:: THE TASK ::
Rewrite all of the material below as a numbered list with one line per item, leaving out any blank lines.
====== DATA EXCERPTS ======
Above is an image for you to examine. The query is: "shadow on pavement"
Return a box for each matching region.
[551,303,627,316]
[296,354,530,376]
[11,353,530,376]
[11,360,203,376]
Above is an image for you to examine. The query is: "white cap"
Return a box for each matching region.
======
:: FINAL RESULT ::
1. Above is an image for you to examine. The query is: "shadow on pavement"
2. Return a box for each matching region.
3. [551,303,627,316]
4. [296,354,530,376]
5. [11,353,530,376]
6. [11,360,203,376]
7. Above is an image for you to examine. The query is: "white cap"
8. Return a box for each matching region.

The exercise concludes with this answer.